### TO BE DONE
Starting with the row that contains "[pin] green grass" and going on through the last of the rows, write out every line again, requests included. Shift each answer coordinate by adding -17 to it.
>> START
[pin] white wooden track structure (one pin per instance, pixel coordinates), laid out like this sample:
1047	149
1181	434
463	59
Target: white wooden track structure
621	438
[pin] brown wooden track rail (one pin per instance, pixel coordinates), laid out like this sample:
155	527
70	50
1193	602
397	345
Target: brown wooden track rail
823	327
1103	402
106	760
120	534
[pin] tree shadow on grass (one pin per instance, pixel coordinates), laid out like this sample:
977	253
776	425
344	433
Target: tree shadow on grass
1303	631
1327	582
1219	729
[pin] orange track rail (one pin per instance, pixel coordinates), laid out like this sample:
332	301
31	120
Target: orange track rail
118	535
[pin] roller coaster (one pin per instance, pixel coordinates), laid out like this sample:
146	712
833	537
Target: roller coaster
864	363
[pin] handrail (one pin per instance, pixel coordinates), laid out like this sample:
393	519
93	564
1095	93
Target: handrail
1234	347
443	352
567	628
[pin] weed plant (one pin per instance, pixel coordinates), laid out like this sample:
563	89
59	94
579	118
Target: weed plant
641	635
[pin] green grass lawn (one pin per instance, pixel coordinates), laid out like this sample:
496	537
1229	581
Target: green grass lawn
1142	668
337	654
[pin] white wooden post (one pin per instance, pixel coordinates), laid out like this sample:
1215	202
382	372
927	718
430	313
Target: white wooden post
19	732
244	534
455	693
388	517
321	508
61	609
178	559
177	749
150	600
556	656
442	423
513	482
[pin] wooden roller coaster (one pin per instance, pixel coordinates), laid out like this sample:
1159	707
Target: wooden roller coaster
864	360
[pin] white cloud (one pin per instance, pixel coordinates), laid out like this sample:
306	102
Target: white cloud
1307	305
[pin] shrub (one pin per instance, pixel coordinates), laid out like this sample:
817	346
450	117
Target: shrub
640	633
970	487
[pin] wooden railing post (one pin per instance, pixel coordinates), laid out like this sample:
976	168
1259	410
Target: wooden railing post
>> END
### TASK RESPONSE
[pin] green grass lawn (one pin per instance, pixel coordinates), laid out like this sample:
496	537
1229	581
Target: green grass lawn
1125	651
320	637
[pin] white wooden post (one pin per instance, pixel coordinates), laid out like this sample:
1215	202
382	372
927	718
430	313
Target: white wooden post
2	715
227	517
438	676
371	500
304	491
44	592
161	542
160	732
133	583
539	639
425	406
496	465
[pin] wooden roller coaster (one pin per instance, pixel coordinates), laid out like this sample:
1159	707
Target: wooden roller coaster
847	343
[pin] white cloud (one pin per instance, pixel coordinates), laid out like this sample:
306	102
Target: white cloud
1290	288
[pin] shrub (one pin per instance, pixel coordinates), laid out like this sample:
817	346
450	117
Target: shrub
623	616
953	470
[pin] wooden railing post (one pin per instance, pixel coordinates), laid out like this sample:
976	168
1259	410
Target: wooden railing post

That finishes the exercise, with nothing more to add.